Tasks for this exercise:
1. Reproduce the stretch of the passage on Greek–Romanian relations from "In 1911, Greek" through "the Triple Entente.".
2. According to the passage on Greek–Romanian relations, which side did Greece and Romania join during World War I?

Given passage:

=-=-=-=-=

In 1911, Greek prime minister Eleftherios Venizelos used the occasion of the Italo-Turkish War to improve relations with Bulgaria and Romania, restoring diplomatic relations with the latter. The Balkan League which included Bulgaria and Greece defeated the Ottomans in the First Balkan War. The League broke at the conclusion of the war, with the former participants and Romania soundly defeating Bulgaria in the Second Balkan War. At the Treaty of Bucharest (1913), Romania supported Greek claims to Kavala, whereas Venizelos granted concessions to the Aromanians. The Aromanian Question which had already lost steam due to Romanian gains in north Bulgaria came to a conclusion. The Greco–Romanian alliance was further solidified during World War I when both countries sided with the Triple Entente.

=-=-=-=-=

Information given:
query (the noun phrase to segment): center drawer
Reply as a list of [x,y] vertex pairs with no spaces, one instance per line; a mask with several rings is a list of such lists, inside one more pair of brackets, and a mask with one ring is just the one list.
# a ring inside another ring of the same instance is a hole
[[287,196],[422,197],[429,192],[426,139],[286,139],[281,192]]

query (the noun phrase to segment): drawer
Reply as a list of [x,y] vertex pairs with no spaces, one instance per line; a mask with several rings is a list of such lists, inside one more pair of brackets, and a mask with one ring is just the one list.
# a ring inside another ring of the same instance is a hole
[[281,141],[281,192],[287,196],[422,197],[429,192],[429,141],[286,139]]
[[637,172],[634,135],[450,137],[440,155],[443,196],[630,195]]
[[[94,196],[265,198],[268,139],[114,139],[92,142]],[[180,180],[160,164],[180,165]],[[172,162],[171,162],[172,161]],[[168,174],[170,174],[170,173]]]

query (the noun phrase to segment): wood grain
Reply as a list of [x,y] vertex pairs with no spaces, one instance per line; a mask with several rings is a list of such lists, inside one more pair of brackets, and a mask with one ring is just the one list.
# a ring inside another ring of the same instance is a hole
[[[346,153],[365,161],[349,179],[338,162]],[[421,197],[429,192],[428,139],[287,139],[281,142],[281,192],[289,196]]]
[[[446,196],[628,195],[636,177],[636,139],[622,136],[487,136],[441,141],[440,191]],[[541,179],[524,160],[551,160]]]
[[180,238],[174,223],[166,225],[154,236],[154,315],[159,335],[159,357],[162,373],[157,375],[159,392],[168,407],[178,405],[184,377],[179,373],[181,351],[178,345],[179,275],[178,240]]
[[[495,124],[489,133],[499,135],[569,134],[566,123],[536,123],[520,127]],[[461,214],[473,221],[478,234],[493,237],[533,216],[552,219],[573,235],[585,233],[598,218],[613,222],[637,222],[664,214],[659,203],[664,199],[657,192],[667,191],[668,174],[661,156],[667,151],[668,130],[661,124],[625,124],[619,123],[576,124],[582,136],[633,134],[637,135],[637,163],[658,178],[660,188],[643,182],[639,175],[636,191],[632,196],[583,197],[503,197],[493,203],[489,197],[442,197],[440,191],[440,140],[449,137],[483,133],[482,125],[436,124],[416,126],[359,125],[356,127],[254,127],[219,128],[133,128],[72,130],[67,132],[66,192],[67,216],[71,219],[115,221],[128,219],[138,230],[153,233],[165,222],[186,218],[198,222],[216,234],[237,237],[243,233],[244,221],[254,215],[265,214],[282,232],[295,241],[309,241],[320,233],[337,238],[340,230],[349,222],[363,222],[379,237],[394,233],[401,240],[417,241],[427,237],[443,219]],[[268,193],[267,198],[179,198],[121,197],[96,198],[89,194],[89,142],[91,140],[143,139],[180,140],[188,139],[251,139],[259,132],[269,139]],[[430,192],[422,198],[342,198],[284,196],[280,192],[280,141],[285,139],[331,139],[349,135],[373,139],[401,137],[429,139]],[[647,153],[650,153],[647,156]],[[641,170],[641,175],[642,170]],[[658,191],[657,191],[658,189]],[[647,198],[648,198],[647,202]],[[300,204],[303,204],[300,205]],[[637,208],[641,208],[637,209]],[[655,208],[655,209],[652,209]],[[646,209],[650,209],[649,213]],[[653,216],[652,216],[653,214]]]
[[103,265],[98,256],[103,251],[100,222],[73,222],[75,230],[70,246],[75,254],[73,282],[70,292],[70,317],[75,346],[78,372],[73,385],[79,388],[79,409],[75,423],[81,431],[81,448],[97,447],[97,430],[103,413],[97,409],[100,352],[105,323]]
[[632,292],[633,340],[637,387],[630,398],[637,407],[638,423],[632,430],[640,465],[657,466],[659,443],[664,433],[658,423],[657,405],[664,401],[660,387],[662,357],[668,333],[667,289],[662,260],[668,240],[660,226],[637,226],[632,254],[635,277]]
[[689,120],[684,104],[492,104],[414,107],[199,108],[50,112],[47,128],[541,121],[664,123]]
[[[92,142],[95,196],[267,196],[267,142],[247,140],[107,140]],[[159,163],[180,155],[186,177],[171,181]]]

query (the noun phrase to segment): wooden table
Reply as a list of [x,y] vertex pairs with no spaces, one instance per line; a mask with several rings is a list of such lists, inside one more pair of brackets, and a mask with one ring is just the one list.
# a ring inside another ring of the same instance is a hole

=-=-=-=-=

Responses by task:
1.
In 1911, Greek prime minister Eleftherios Venizelos used the occasion of the Italo-Turkish War to improve relations with Bulgaria and Romania, restoring diplomatic relations with the latter. The Balkan League which included Bulgaria and Greece defeated the Ottomans in the First Balkan War. The League broke at the conclusion of the war, with the former participants and Romania soundly defeating Bulgaria in the Second Balkan War. At the Treaty of Bucharest (1913), Romania supported Greek claims to Kavala, whereas Venizelos granted concessions to the Aromanians. The Aromanian Question which had already lost steam due to Romanian gains in north Bulgaria came to a conclusion. The Greco–Romanian alliance was further solidified during World War I when both countries sided with the Triple Entente.

2. The Triple Entente.